| 本文抜粋 |
オーストリア皇帝からドイツ議会への布告
1799年6月13日



 レーゲンスブルク、6月13日
 今月11日、この地で開かれている帝国議会は以下のものを受け取った。

 ラシュタット付近における最近の大惨事に関するドイツ議会へのオーストリア皇帝からの布告。
 陛下は先月3日、バーデン辺境伯自身のサインがある報告から憂鬱な情報を受け取った。帝国との講和会議に送られたフランスの全権大使が、(何人かの異なる人の忠告に逆らって)ラシュタットを夜に出立した4月28日の夜遅くに、その市からそれほど離れていないところで帝国軍の制服をまとった人々の一団に止められ、そしてボンニエとロベルジョ全権大使は多くの刀傷によって殺されたが、ジャン・ドゥブリ大使は深く傷ついたものの幸運にも死は免れた。そして彼ら全ては私物の大半を奪われた。
 陛下は、彼の正義と徳性の感情が大きな衝撃を受けたこと、そしてこのドイツ帝国の領内で諸国民の権利においてその不可侵性が特別な保証下にある人物に対して犯された野蛮な行為について最初に知らされた時に感じた嫌悪感の全てを、ほとんど言葉では表現できないほどである。そしてまた陛下は、常に人間の尊厳と道徳性、諸国民の法における聖なる原則に最も不可侵の尊敬を抱いてきた彼の心に、この破滅的な大惨事が嫌悪感と伴に残した拭いきれない印象についてもまた表現できない。
 これは狭量な疑いでも無分別な推量でもない。中傷的な非難でも、無謀な捏造についての部分的報告でもなく、堕落した心による熱烈な反撃でも、国内外の新聞編集者による不道徳な作り事でもない――権力の拡大や資金の取立て、あるいは他の秘密の計画を意図した有害な主張でもなく、協議の場における騒々しい発言でも、フランス国民と他のあらゆる国々に対する執念深い宣言でもない――そして忌まわしい行動はあらゆる状況から追跡され、その首謀者と共犯者は偽りなく発見され、違反行為が誰に帰するかは主観的かつ客観的視点から適切に定められることを、司法上の厳格さに基づいて遂行するべく、まじめに、公平に、そして偏見なく、法の規定に従って調査は実行されるに過ぎない。

| 提供データ |
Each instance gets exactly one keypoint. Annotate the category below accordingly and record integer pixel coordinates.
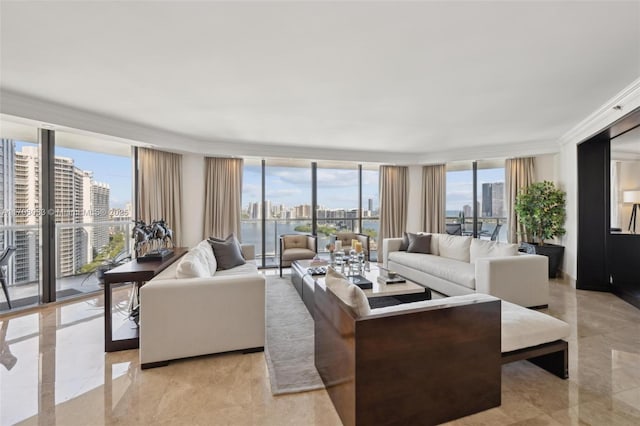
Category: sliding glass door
(20, 224)
(277, 198)
(93, 203)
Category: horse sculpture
(151, 237)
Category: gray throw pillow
(228, 252)
(419, 243)
(405, 242)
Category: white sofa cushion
(210, 258)
(461, 273)
(350, 294)
(454, 247)
(435, 303)
(193, 265)
(523, 328)
(249, 267)
(490, 249)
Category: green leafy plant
(541, 210)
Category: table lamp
(632, 197)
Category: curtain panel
(223, 197)
(519, 174)
(394, 186)
(434, 187)
(160, 189)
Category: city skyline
(111, 169)
(291, 186)
(460, 187)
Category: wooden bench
(426, 362)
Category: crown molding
(62, 117)
(628, 99)
(520, 149)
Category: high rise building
(96, 210)
(493, 199)
(27, 204)
(7, 199)
(77, 199)
(467, 210)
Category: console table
(126, 336)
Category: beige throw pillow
(350, 294)
(192, 265)
(454, 247)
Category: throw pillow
(207, 252)
(454, 247)
(228, 253)
(350, 294)
(419, 243)
(405, 242)
(192, 266)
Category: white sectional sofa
(218, 311)
(460, 265)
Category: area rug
(289, 347)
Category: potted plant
(541, 211)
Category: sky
(460, 186)
(338, 188)
(291, 186)
(111, 169)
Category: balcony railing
(486, 225)
(251, 233)
(82, 249)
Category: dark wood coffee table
(379, 296)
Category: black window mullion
(48, 205)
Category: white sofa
(219, 312)
(460, 265)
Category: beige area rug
(289, 346)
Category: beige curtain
(434, 187)
(160, 189)
(519, 174)
(393, 203)
(222, 197)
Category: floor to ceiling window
(76, 192)
(487, 210)
(277, 200)
(371, 206)
(251, 216)
(492, 215)
(21, 214)
(93, 199)
(338, 206)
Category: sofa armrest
(521, 279)
(194, 316)
(390, 245)
(248, 251)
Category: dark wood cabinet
(126, 335)
(624, 266)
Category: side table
(126, 336)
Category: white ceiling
(384, 78)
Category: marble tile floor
(54, 372)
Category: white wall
(192, 199)
(545, 167)
(414, 205)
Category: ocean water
(251, 233)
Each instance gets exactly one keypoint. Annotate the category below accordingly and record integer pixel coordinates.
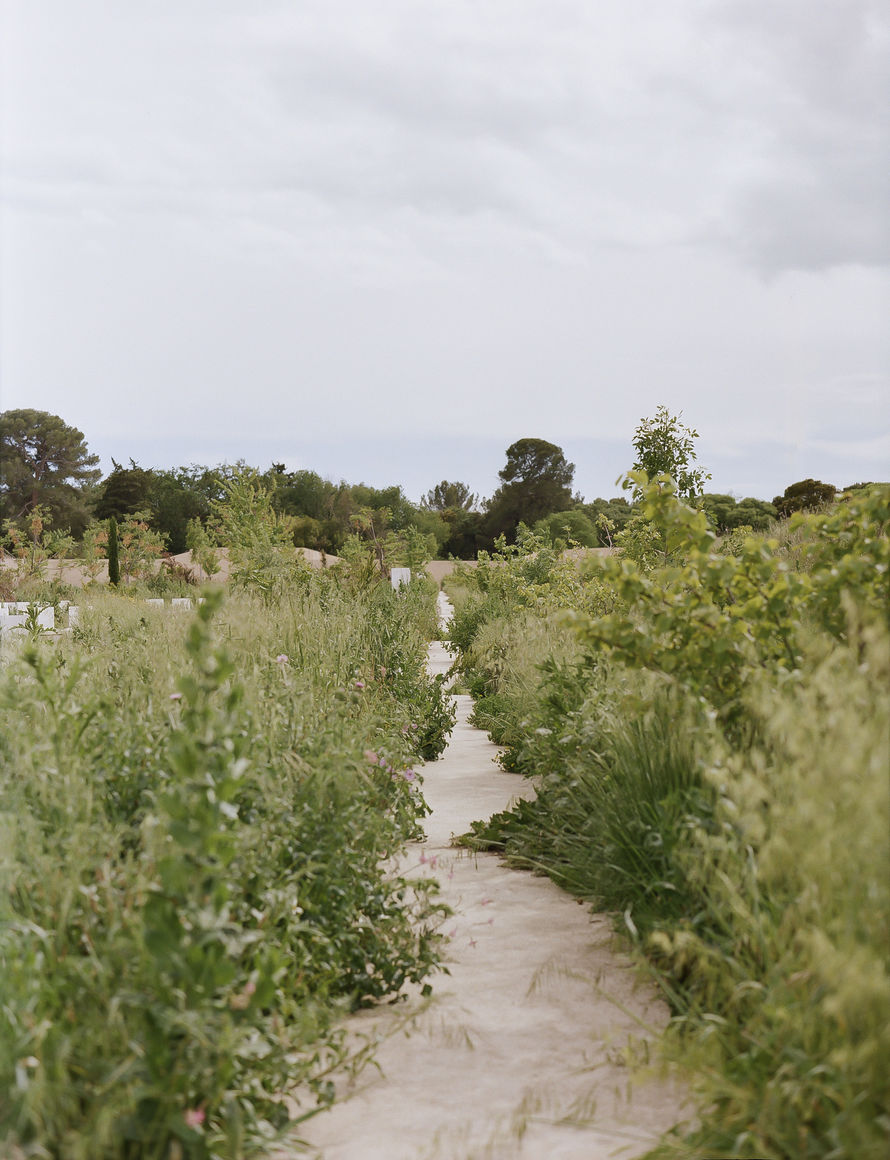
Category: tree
(563, 529)
(535, 481)
(725, 513)
(449, 497)
(807, 495)
(114, 553)
(43, 462)
(609, 517)
(124, 491)
(666, 447)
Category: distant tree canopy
(725, 512)
(449, 495)
(665, 446)
(608, 517)
(805, 495)
(536, 480)
(564, 529)
(44, 462)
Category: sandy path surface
(519, 1056)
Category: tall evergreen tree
(43, 462)
(114, 553)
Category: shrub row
(710, 739)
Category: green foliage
(567, 529)
(666, 447)
(259, 538)
(33, 542)
(448, 495)
(204, 551)
(807, 495)
(728, 514)
(195, 816)
(709, 617)
(710, 765)
(535, 480)
(138, 546)
(43, 462)
(608, 516)
(124, 492)
(114, 553)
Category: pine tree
(114, 559)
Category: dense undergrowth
(196, 812)
(709, 730)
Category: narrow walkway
(519, 1056)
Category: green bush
(711, 767)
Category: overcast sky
(383, 240)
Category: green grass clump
(713, 766)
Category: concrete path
(521, 1052)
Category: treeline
(49, 477)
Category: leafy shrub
(713, 768)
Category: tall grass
(714, 767)
(195, 813)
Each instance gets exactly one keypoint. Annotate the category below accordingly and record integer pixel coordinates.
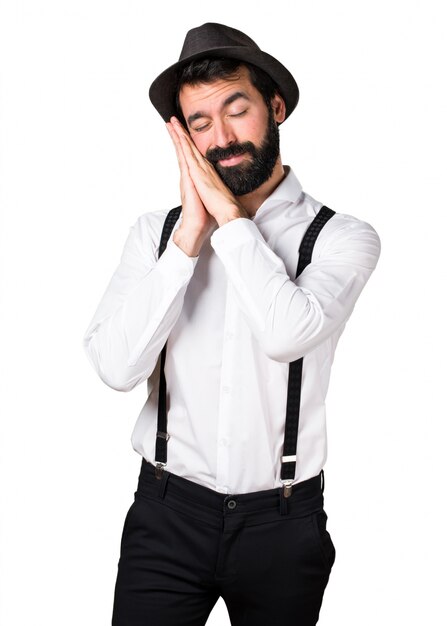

| 解くべき問題 |
1. 布告の本文から、「ラシュタット付近における最近」を含む語句で始まり「全ては私物の大半を奪われた。」で終わる部分を、一字一句変えずに抜き出せ。
2. 記録のうち、「Category: side table」を含む行から記録の末尾までを、一行を一つの文字列とするJSONリストに変換せよ。空行と画像は除くこと。
本文と記録は互いに無関係である。

| 解答 |
1.
ラシュタット付近における最近の大惨事に関するドイツ議会へのオーストリア皇帝からの布告。
 陛下は先月3日、バーデン辺境伯自身のサインがある報告から憂鬱な情報を受け取った。帝国との講和会議に送られたフランスの全権大使が、(何人かの異なる人の忠告に逆らって)ラシュタットを夜に出立した4月28日の夜遅くに、その市からそれほど離れていないところで帝国軍の制服をまとった人々の一団に止められ、そしてボンニエとロベルジョ全権大使は多くの刀傷によって殺されたが、ジャン・ドゥブリ大使は深く傷ついたものの幸運にも死は免れた。そして彼ら全ては私物の大半を奪われた。

2.
[
  "Category: side table",
  "(126, 336)",
  "Category: white ceiling",
  "(384, 78)",
  "Category: marble tile floor",
  "(54, 372)",
  "Category: white wall",
  "(192, 199)",
  "(545, 167)",
  "(414, 205)",
  "Category: ocean water",
  "(251, 233)",
  "Each instance gets exactly one keypoint. Annotate the category below accordingly and record integer pixel coordinates.",
  "Category: tree",
  "(563, 529)",
  "(535, 481)",
  "(725, 513)",
  "(449, 497)",
  "(807, 495)",
  "(114, 553)",
  "(43, 462)",
  "(609, 517)",
  "(124, 491)",
  "(666, 447)",
  "Category: distant tree canopy",
  "(725, 512)",
  "(449, 495)",
  "(665, 446)",
  "(608, 517)",
  "(805, 495)",
  "(536, 480)",
  "(564, 529)",
  "(44, 462)",
  "Category: sandy path surface",
  "(519, 1056)",
  "Category: tall evergreen tree",
  "(43, 462)",
  "(114, 553)",
  "Category: shrub row",
  "(710, 739)",
  "Category: green foliage",
  "(567, 529)",
  "(666, 447)",
  "(259, 538)",
  "(33, 542)",
  "(448, 495)",
  "(204, 551)",
  "(807, 495)",
  "(728, 514)",
  "(195, 816)",
  "(709, 617)",
  "(710, 765)",
  "(535, 480)",
  "(138, 546)",
  "(43, 462)",
  "(608, 516)",
  "(124, 492)",
  "(114, 553)",
  "Category: pine tree",
  "(114, 559)",
  "Category: dense undergrowth",
  "(196, 812)",
  "(709, 730)",
  "Category: narrow walkway",
  "(519, 1056)",
  "Category: green bush",
  "(711, 767)",
  "Category: overcast sky",
  "(383, 240)",
  "Category: green grass clump",
  "(713, 766)",
  "Category: concrete path",
  "(521, 1052)",
  "Category: treeline",
  "(49, 477)",
  "Category: leafy shrub",
  "(713, 768)",
  "Category: tall grass",
  "(714, 767)",
  "(195, 813)",
  "Each instance gets exactly one keypoint. Annotate the category below accordingly and record integer pixel coordinates."
]